## BEGIN Records provided

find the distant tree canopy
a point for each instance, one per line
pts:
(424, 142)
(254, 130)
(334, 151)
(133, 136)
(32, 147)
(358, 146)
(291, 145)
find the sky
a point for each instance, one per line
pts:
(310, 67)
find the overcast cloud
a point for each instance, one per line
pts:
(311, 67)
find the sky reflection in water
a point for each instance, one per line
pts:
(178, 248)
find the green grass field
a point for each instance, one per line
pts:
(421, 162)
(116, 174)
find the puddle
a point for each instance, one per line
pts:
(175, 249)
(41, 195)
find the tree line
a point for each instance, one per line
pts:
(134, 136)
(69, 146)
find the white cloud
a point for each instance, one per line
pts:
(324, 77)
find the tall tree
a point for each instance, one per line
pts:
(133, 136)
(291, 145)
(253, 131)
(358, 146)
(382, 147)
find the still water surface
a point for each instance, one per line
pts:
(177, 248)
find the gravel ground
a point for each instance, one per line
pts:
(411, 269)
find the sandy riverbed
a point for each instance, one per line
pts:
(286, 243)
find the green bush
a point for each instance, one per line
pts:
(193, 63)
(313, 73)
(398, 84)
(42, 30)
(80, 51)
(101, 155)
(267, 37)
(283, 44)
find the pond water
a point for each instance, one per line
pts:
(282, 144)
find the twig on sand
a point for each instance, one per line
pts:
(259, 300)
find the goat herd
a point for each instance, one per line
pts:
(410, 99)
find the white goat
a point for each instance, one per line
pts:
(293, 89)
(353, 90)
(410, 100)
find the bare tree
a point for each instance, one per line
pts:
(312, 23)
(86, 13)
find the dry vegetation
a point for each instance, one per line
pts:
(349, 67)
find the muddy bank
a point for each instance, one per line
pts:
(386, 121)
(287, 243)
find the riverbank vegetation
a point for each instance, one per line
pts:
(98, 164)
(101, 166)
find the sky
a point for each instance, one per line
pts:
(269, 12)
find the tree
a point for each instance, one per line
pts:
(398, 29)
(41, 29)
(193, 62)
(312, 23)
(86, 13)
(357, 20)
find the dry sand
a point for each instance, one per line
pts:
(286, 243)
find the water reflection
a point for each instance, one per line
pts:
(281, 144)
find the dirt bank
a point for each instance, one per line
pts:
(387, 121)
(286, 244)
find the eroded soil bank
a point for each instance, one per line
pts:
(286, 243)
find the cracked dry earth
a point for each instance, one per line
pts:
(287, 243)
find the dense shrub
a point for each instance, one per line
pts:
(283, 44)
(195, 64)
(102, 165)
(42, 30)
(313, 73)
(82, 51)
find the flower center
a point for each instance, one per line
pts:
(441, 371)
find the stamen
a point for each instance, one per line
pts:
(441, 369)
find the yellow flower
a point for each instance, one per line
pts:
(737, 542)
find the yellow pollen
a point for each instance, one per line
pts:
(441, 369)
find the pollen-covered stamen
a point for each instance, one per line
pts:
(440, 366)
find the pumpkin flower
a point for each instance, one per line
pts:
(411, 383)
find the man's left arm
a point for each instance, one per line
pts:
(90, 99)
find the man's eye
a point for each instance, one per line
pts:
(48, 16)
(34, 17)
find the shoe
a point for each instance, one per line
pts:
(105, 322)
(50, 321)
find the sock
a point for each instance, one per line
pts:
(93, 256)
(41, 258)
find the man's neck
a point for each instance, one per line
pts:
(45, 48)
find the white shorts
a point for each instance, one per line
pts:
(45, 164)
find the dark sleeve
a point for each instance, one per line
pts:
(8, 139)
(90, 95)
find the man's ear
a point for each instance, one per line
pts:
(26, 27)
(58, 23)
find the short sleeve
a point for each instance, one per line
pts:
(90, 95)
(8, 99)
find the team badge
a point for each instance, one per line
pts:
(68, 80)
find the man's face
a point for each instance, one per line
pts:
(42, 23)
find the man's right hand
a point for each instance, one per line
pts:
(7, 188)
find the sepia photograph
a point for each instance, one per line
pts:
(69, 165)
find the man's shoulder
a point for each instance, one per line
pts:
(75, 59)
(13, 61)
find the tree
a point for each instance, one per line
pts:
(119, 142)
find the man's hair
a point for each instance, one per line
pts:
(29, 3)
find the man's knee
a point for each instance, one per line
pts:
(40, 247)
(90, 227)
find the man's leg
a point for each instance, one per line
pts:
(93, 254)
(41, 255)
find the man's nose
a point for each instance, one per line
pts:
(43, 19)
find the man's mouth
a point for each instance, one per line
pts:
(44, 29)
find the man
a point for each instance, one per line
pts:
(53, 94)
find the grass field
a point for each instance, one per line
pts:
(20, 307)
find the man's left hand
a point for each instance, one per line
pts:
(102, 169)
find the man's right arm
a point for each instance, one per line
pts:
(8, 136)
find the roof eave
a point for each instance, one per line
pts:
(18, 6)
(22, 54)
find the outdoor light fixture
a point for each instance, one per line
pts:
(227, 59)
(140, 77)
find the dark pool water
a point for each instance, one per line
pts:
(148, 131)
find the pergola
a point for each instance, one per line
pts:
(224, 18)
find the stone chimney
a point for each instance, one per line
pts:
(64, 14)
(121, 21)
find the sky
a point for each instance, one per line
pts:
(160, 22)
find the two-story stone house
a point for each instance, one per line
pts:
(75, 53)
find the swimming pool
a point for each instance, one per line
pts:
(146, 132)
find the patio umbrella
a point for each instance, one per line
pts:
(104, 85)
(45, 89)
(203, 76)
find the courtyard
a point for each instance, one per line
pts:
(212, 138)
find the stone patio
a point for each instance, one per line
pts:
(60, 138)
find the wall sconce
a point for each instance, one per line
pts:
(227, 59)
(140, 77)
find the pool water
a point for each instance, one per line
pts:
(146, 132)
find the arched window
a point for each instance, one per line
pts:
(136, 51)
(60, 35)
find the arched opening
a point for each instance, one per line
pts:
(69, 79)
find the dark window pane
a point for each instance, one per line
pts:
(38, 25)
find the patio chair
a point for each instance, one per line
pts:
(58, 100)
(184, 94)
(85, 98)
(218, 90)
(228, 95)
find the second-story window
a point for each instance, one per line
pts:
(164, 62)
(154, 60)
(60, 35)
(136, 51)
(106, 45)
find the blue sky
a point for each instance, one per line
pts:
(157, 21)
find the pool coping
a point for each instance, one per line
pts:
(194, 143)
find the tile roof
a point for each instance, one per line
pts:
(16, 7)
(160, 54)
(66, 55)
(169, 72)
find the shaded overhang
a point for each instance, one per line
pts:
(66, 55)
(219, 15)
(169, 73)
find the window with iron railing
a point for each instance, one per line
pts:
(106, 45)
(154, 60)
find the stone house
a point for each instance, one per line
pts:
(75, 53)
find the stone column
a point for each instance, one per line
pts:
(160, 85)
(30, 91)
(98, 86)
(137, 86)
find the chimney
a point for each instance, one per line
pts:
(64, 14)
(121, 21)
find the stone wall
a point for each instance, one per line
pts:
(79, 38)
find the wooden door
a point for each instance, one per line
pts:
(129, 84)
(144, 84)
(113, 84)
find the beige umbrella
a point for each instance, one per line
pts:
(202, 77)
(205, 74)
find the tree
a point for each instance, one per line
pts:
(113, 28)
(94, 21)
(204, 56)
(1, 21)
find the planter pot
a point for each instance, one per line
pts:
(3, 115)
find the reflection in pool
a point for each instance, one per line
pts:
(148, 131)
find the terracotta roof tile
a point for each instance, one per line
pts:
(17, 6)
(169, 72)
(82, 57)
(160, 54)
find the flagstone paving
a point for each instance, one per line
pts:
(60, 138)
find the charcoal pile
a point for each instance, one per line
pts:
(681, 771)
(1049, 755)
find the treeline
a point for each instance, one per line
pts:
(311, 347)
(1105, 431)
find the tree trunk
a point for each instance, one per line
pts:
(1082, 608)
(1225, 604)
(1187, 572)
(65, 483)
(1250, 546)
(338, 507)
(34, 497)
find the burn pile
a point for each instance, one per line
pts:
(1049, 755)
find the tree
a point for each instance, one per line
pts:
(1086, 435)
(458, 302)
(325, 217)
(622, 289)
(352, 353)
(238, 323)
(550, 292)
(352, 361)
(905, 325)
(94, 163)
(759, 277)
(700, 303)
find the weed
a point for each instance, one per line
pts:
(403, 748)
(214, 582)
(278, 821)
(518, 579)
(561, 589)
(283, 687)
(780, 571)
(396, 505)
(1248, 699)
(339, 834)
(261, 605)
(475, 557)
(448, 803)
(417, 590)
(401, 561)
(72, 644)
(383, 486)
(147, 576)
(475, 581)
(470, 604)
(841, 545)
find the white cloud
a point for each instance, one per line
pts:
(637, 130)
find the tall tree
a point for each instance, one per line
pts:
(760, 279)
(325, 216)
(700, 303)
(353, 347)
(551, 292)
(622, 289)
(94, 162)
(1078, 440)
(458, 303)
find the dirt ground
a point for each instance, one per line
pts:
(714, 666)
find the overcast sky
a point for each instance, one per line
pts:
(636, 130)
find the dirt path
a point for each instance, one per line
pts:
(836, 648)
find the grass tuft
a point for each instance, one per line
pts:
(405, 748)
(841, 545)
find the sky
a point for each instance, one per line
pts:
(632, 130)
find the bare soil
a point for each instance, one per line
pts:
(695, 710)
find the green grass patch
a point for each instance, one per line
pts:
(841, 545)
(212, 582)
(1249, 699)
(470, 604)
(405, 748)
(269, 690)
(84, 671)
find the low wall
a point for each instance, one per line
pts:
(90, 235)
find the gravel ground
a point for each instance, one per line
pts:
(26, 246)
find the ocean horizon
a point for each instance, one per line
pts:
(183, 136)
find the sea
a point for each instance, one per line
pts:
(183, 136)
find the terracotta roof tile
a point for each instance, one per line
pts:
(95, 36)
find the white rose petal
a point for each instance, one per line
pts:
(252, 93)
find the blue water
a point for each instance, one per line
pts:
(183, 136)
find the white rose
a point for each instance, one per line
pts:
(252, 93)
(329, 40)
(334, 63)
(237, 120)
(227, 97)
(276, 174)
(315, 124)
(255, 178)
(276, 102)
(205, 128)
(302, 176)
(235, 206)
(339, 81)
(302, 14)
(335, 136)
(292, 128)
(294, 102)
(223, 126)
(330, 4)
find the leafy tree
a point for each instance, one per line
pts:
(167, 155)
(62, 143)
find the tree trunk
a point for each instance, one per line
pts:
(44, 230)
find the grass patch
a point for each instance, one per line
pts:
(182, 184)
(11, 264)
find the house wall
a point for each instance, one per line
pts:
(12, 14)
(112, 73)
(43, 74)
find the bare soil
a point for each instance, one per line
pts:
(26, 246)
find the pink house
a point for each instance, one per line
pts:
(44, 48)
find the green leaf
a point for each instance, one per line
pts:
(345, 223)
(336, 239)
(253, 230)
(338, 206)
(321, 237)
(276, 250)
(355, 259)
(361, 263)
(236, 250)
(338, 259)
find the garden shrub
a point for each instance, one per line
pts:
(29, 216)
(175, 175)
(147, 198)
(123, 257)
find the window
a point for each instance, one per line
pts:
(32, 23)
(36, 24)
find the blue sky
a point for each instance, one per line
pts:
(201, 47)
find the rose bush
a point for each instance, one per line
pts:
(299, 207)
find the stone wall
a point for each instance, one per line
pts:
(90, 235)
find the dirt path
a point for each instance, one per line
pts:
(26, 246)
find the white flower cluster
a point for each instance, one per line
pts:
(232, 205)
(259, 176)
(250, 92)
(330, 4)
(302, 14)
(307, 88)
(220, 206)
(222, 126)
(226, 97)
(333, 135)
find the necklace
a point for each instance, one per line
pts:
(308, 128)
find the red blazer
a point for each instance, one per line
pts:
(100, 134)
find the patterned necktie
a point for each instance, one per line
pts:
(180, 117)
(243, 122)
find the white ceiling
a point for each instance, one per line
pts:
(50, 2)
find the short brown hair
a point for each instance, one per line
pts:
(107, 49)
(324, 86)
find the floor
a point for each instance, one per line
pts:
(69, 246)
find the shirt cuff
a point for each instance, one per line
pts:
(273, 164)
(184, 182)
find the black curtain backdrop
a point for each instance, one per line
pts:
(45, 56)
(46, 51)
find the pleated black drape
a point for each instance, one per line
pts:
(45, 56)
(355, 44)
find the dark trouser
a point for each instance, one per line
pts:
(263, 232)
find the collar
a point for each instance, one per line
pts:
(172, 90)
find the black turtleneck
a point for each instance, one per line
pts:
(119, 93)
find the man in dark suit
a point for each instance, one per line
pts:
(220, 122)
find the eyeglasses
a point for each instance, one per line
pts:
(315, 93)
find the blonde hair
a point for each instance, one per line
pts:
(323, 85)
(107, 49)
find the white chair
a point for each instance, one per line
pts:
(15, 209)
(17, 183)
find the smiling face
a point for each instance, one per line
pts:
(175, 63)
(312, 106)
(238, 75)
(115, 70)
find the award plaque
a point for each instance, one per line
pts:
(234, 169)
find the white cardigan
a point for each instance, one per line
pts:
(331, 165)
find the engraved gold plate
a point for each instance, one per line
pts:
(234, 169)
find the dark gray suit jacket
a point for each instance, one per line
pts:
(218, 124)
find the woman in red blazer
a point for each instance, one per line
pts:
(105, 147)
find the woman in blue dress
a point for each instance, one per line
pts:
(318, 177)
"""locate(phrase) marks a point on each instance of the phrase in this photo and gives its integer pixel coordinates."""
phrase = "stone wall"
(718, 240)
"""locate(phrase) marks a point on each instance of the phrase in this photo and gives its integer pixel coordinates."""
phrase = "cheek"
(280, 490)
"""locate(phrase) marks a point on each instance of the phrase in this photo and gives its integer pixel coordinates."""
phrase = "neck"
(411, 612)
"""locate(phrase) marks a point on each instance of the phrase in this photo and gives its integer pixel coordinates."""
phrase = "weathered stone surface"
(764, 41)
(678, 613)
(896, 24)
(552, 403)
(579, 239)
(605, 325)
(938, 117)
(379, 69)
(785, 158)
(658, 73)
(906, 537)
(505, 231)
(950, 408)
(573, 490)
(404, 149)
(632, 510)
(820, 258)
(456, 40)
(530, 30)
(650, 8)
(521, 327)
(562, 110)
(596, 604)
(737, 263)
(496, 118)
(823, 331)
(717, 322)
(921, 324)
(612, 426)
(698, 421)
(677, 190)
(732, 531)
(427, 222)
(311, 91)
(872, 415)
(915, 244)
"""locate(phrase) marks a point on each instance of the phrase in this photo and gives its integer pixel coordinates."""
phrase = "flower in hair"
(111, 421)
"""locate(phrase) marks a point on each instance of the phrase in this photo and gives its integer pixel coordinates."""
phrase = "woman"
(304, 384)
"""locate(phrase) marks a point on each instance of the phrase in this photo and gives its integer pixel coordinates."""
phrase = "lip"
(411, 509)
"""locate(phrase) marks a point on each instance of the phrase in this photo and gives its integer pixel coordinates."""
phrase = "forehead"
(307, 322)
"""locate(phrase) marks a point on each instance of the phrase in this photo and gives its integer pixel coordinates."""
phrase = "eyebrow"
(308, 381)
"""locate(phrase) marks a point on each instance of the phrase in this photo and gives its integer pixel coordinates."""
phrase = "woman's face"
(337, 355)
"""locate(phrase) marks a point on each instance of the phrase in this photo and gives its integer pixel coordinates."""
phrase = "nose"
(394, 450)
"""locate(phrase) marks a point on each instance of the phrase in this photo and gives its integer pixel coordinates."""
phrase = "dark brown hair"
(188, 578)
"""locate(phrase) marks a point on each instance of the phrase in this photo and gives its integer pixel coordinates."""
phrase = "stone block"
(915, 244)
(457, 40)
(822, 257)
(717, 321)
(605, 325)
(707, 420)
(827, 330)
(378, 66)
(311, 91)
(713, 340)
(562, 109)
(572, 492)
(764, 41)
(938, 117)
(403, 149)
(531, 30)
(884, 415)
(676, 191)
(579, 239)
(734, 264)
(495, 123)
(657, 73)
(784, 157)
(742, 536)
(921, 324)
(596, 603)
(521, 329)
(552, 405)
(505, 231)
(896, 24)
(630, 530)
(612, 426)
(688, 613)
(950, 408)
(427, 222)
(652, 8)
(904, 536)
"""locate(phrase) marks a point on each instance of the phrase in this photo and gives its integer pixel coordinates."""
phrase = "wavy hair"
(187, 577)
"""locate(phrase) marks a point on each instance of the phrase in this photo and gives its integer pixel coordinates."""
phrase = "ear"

## END Records provided

#### Problem to work on:
Which lines in the material above contain the word "pile", matching case exactly? Copy each of them out.

#### Task response:
find the charcoal pile
find the burn pile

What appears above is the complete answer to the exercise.